• **To do**
In the records below, report each line containing the string "seahorse". Copy each such line in full.

• **Image object location records**

-- START --

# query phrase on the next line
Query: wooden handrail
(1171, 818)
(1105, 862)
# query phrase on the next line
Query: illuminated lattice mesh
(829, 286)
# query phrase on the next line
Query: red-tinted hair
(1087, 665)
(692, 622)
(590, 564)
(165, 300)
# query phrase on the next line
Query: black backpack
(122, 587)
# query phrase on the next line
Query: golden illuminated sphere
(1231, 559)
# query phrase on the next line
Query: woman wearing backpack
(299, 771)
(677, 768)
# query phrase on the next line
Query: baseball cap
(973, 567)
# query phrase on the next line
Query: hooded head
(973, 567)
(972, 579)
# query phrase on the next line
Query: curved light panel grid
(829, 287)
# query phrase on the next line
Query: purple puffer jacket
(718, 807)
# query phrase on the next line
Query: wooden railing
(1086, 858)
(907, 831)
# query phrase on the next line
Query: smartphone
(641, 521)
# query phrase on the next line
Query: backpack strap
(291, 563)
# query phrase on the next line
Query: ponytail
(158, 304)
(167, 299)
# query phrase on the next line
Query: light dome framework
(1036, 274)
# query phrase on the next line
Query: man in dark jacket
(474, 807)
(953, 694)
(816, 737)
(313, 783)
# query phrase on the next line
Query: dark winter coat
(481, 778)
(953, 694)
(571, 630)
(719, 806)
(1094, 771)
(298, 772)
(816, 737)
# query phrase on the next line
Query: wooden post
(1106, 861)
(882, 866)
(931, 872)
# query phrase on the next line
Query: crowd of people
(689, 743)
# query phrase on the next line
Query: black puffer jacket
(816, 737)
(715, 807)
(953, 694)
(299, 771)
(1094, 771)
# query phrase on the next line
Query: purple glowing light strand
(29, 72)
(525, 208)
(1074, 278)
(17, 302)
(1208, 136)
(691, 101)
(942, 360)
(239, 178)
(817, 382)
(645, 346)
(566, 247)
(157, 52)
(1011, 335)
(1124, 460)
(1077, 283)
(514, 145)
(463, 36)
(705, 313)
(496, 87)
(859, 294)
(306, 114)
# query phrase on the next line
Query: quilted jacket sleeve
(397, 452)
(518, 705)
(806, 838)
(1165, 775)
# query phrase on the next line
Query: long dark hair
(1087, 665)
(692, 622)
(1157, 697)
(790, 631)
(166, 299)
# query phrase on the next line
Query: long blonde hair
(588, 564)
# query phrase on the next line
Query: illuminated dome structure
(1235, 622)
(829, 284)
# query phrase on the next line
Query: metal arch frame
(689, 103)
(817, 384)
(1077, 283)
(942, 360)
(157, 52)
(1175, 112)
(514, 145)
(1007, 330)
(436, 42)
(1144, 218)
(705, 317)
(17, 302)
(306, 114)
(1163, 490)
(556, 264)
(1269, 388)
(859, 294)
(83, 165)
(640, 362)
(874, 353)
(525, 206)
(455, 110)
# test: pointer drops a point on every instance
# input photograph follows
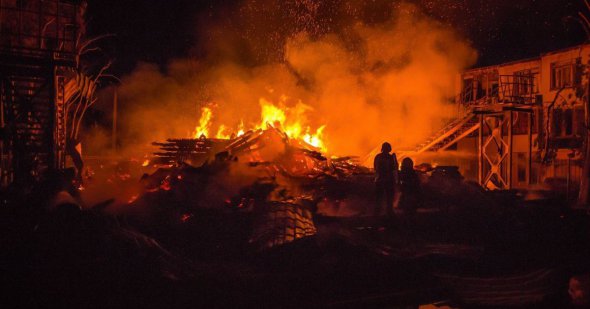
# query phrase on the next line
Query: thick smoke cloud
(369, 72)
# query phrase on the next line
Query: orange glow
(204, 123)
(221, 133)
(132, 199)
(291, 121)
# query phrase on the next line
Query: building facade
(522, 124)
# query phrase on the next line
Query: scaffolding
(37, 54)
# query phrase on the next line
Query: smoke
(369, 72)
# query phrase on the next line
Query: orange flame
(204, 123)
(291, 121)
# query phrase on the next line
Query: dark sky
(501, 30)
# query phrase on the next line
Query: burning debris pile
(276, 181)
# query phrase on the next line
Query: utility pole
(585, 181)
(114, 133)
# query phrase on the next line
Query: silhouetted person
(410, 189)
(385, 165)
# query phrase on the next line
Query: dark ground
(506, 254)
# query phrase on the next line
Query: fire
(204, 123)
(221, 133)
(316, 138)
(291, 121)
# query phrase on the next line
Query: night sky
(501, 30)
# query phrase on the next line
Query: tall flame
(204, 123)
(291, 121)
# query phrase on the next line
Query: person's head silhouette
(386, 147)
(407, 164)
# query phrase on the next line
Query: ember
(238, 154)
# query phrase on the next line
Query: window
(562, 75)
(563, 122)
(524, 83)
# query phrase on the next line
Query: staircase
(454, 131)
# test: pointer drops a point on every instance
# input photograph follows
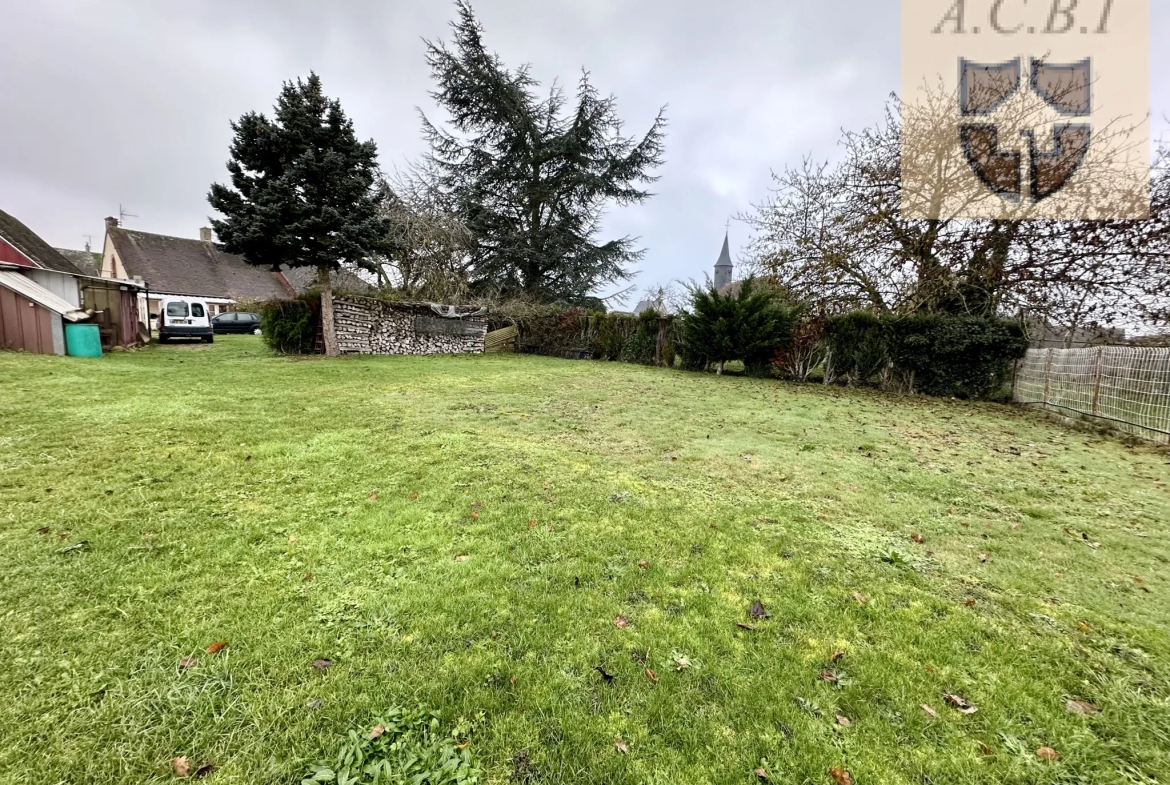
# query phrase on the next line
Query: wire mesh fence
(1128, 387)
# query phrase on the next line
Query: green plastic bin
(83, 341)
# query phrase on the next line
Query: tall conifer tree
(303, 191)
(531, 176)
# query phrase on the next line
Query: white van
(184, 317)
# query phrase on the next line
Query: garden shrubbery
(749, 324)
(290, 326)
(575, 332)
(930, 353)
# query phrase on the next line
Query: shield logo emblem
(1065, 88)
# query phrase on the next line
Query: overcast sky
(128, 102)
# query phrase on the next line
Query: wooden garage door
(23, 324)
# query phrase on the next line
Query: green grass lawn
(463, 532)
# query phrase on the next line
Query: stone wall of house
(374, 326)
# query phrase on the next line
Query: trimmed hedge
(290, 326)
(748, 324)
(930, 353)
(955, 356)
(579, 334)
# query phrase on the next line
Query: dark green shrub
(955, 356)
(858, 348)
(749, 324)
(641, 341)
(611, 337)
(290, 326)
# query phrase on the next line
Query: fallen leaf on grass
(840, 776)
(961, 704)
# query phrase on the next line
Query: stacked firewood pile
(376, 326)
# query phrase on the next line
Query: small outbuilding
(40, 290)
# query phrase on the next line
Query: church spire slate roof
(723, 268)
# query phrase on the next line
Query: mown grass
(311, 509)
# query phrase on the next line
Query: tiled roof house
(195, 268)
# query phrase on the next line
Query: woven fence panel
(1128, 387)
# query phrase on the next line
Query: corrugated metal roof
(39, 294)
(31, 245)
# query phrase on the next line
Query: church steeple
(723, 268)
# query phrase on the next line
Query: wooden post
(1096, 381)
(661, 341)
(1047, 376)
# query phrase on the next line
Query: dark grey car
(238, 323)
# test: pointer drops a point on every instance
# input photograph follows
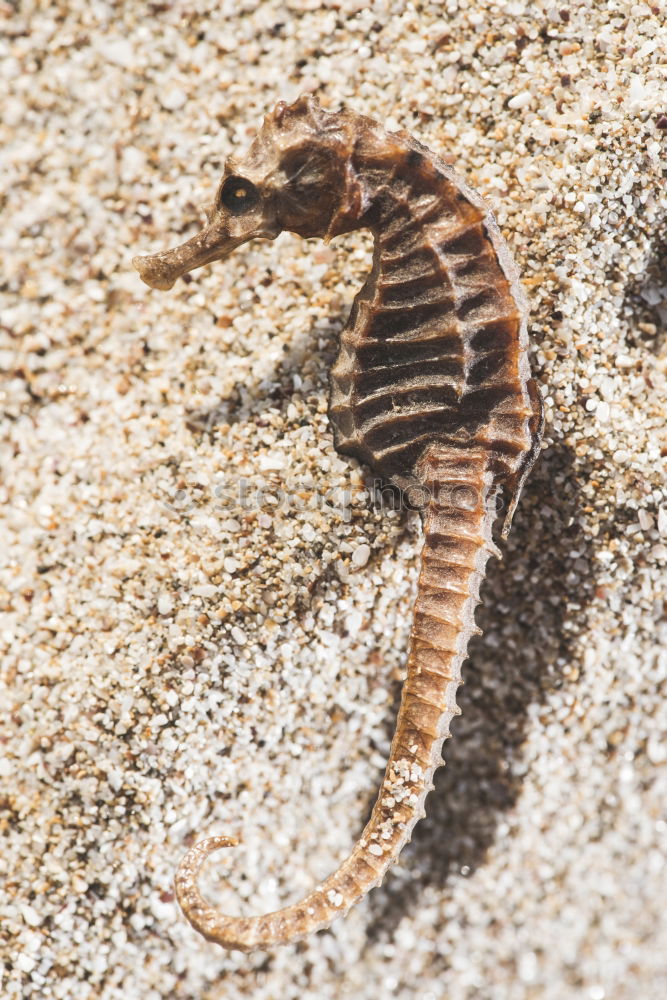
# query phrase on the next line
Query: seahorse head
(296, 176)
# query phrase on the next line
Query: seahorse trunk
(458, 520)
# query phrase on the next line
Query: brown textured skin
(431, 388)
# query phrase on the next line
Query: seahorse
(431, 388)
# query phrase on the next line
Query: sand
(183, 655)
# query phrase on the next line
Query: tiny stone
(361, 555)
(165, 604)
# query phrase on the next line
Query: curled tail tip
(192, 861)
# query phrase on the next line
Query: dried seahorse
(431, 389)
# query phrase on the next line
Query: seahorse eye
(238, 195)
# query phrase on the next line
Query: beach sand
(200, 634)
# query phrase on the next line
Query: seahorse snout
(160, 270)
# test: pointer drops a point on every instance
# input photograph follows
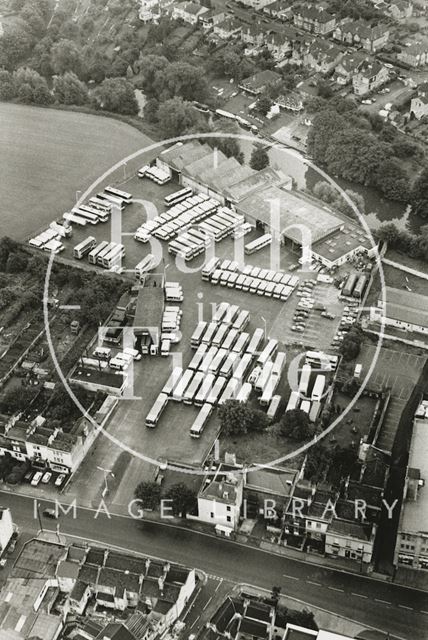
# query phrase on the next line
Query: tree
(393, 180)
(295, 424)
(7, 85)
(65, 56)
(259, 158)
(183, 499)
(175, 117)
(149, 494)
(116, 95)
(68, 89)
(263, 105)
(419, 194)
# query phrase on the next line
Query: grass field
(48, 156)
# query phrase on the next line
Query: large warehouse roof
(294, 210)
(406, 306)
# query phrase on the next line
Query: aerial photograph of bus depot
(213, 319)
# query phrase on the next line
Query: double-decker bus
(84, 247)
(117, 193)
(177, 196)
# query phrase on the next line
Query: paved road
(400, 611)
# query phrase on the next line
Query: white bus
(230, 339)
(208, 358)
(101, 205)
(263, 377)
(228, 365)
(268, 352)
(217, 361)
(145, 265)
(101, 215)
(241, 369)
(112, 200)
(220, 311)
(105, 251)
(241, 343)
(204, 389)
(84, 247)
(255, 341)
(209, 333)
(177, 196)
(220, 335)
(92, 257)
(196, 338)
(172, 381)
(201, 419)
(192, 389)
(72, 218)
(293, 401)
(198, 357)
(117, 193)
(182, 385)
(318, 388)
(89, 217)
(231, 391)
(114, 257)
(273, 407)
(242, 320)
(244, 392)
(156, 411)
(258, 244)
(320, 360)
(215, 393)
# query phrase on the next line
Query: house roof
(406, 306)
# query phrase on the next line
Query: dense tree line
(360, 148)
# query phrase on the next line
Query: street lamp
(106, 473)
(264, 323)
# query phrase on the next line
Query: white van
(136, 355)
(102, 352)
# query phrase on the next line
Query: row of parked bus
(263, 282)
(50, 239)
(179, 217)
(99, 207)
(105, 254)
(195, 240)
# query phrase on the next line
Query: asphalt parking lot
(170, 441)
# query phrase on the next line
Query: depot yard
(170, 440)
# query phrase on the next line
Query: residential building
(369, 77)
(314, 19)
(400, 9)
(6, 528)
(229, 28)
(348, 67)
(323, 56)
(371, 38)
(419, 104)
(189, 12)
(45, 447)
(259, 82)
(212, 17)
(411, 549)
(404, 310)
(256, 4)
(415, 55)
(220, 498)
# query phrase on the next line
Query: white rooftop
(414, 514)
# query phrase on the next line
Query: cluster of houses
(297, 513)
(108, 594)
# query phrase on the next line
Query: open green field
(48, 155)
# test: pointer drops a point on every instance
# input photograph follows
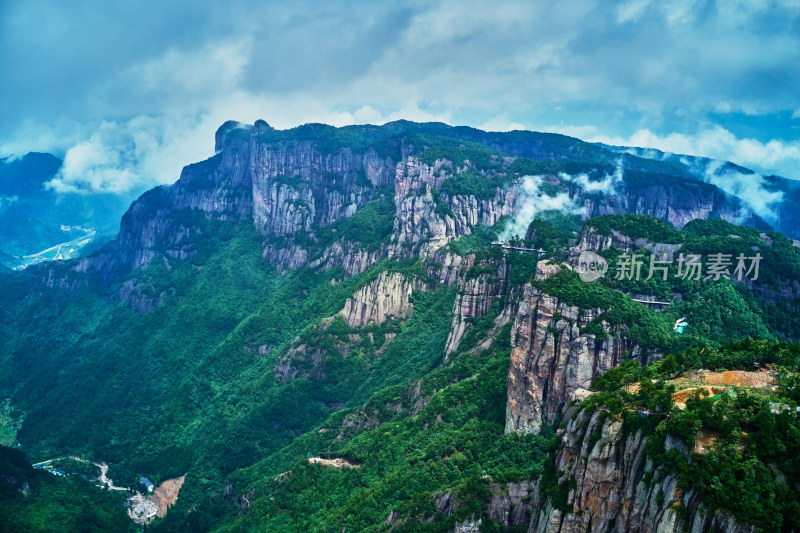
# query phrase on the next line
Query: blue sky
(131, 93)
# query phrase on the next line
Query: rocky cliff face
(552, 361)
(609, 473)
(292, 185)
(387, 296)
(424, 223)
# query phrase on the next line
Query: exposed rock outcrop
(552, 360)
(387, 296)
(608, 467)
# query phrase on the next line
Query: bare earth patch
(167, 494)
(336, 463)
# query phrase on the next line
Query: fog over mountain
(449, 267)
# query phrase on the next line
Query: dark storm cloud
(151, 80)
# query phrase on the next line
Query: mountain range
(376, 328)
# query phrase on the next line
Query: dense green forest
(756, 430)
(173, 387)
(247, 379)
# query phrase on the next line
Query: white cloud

-- END --

• **Task answer**
Query: seahorse head
Query: seahorse trunk
Query: seahorse
Query: dried seahorse
Query: seahorse eye
Query: seahorse snout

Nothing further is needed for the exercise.